→ Consigna 1
Copia del relato sobre el rancho de Barlovento el pasaje que comienza con las palabras "Es junio de" y termina con "que lo mereciera.".
→ Consigna 2
Enumera todo lo que, según el relato sobre el rancho de Barlovento, hay en la sala.
→ Consigna 3
Sigue escribiendo el relato sobre el rancho de Barlovento a partir de su última oración.

→ Fragmento del documento
Es junio de 2022. Son las 10 de la mañana de un martes y nadie en la vivienda ha desayunado. Liset, 25 años de edad, un metro setenta, piel morena. Su pantalón azul no le alcanza a cubrir los tobillos y su franela blanca desgastada le acentúa aún más su delgadez; las trenzas en todo su cabello negro son características de las mujeres de la región. De sus brazos no se separa Isabela, pequeña, de cabello castaño y mirada tranquila; tiene puesto un vestido de jean y el último pañal que le quedaba, que Liset guardaba con celo para una ocasión que lo mereciera.
El rancho es pequeño, de unos 10 metros de largo por 4 de ancho. Las paredes, al igual que el techo, son láminas de zinc que fueron acomodadas una junto a otra para lograr la altura y el largo de la estructura, como muchos otros ranchos de Barlovento. A su alrededor, en lo que sobra de terreno, la maleza ha crecido a su paso durante meses porque ni a Giselle ni a Liset les ha sobrado dinero para mandarla a cortar. En la sala solo hay espacio para las dos camas que comparten Érika*, Ingrid* y Gisela*, las tres hijas de Giselle; un viejo escaparate roto, una mesa de madera, una bombona de gas, una hornilla a la que solo le sirve un fogón y tres sillas rotas. El baño, sin lavamanos ni regadera, está lleno de tobos donde almacenan el agua. El resto del espacio es el cuarto de Giselle y su pareja, siempre ausente. Afuera, detrás del baño y del cuarto, está la habitación de Liset y sus hijos, que construyeron al poco tiempo de llegar ahí.

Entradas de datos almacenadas
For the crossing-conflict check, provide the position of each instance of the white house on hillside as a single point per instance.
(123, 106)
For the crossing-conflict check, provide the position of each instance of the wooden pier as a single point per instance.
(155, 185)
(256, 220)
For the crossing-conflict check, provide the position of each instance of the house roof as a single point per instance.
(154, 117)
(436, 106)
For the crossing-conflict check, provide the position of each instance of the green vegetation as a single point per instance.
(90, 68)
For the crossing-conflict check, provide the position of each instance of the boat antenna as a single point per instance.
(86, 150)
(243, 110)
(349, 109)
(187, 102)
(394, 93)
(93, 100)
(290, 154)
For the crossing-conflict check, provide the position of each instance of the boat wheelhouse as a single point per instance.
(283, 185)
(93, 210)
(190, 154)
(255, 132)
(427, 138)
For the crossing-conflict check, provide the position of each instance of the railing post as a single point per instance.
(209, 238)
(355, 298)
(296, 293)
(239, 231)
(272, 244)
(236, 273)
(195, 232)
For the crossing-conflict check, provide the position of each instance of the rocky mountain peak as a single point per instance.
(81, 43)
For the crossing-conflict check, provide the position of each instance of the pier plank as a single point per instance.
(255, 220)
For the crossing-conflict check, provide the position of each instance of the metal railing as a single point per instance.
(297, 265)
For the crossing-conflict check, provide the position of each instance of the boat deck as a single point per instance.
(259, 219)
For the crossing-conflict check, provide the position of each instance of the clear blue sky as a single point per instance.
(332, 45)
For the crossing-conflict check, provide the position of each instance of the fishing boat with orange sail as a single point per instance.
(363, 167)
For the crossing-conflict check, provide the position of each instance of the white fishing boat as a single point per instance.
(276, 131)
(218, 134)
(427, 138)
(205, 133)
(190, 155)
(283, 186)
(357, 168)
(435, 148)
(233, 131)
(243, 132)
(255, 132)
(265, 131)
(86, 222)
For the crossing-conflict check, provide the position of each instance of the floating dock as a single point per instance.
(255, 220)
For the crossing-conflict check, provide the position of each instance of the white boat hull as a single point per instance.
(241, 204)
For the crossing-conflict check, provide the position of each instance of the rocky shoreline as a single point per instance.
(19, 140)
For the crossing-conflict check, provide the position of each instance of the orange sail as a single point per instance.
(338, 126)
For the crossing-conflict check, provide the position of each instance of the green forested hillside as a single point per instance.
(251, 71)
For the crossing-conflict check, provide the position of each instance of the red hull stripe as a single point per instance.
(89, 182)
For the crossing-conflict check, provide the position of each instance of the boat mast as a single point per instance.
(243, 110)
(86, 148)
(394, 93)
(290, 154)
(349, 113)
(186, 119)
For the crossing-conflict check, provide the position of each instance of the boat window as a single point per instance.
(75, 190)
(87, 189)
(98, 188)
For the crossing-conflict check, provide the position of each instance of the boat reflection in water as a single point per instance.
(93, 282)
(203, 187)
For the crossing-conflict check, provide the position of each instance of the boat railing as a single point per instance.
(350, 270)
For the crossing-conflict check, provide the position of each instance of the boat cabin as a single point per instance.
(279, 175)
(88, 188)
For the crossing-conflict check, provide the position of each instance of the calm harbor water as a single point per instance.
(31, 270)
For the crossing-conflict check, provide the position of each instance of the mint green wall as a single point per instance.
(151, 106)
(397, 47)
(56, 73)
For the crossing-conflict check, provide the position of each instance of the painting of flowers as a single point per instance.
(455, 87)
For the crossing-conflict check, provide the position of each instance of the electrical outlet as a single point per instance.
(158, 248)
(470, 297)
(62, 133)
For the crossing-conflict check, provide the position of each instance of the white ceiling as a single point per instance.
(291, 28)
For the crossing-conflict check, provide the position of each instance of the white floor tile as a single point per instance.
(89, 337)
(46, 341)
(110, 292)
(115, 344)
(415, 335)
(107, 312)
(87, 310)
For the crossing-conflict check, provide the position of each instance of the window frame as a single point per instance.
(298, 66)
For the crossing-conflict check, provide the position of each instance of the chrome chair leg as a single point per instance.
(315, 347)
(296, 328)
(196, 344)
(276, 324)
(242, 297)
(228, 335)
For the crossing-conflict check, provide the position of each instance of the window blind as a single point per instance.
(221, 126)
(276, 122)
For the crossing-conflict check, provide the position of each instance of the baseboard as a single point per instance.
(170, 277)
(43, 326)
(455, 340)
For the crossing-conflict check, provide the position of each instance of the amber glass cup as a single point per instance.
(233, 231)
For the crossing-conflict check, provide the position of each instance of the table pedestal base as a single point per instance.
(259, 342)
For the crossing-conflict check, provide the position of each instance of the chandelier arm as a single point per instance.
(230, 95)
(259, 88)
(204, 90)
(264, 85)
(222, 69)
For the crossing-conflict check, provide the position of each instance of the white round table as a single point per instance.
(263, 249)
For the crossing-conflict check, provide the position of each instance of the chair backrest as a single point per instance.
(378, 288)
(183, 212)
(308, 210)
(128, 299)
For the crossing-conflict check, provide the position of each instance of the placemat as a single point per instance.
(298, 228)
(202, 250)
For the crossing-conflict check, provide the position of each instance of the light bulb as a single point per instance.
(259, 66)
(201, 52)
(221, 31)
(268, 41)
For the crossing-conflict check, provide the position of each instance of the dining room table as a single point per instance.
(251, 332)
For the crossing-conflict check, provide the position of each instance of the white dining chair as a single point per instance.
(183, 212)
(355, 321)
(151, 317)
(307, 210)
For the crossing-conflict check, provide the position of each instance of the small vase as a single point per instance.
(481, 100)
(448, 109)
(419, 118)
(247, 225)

→ Respuesta 1
Es junio de 2022. Son las 10 de la mañana de un martes y nadie en la vivienda ha desayunado. Liset, 25 años de edad, un metro setenta, piel morena. Su pantalón azul no le alcanza a cubrir los tobillos y su franela blanca desgastada le acentúa aún más su delgadez; las trenzas en todo su cabello negro son características de las mujeres de la región. De sus brazos no se separa Isabela, pequeña, de cabello castaño y mirada tranquila; tiene puesto un vestido de jean y el último pañal que le quedaba, que Liset guardaba con celo para una ocasión que lo mereciera.

→ Respuesta 2
- Dos camas
- Un viejo escaparate roto
- Una mesa de madera
- Una bombona de gas
- Una hornilla
- Tres sillas rotas

→ Respuesta 3
Han pasado 6 meses desde que a Isabela el doctor le dio el alta por desnutrición. Ya tiene 1 año y 5 meses de edad. Pero Liset no sabe cuánto pesa actualmente, cree que se mantiene en los mismos 6 kilos 400 gramos de su último peso, cuando tenía 10 meses de nacida. Está casi segura de que no ha perdido ni ha ganado peso. La ve igual. Si lo que deduce es cierto, se trataría nuevamente de un caso de desnutrición, pues, como sucede en la gran mayoría de los recuperados, Isabela habría recaído. Esta vez, posiblemente, estaría en una desnutrición aguda moderada.
La desnutrición de Isabela fue diagnosticada cuando tenía 3 meses de nacida tras ser ingresada en el Hospital Ernesto Regener, el hospital del pueblo, porque estaba enferma y no quería comer. «Fue en pandemia cuando la niña se me enfermó. Ella no comía, estuvo hospitalizada, me decían que se iba a morir porque estaba muy flaca. Ella tampoco orinaba, yo le hice exámenes y todos salieron bien. La llevé para Caracas y me dijeron lo mismo», comenta Liset.
Isabela nació pesando 3 kilos 500 gramos, un peso normal en un recién nacido, que debió ir en aumento con el pasar del tiempo. A la edad que tiene debería estar en los 13 kilos. Pero, debido a que no tuvo una buena alimentación desde que nació, no aumentó de peso ni creció como debía. Ella, como todo recién nacido, y hasta por lo menos los primeros 6 meses de vida, debió ser alimentada con leche materna. Sin embargo, Liset la dejó de amamantar antes de los 3 meses y le sustituyó la lactancia por leche entera, y teteros a base de crema de arroz. Pero no siempre tenía dinero para comprar leche, así que resolvía con lo que tuviera en casa.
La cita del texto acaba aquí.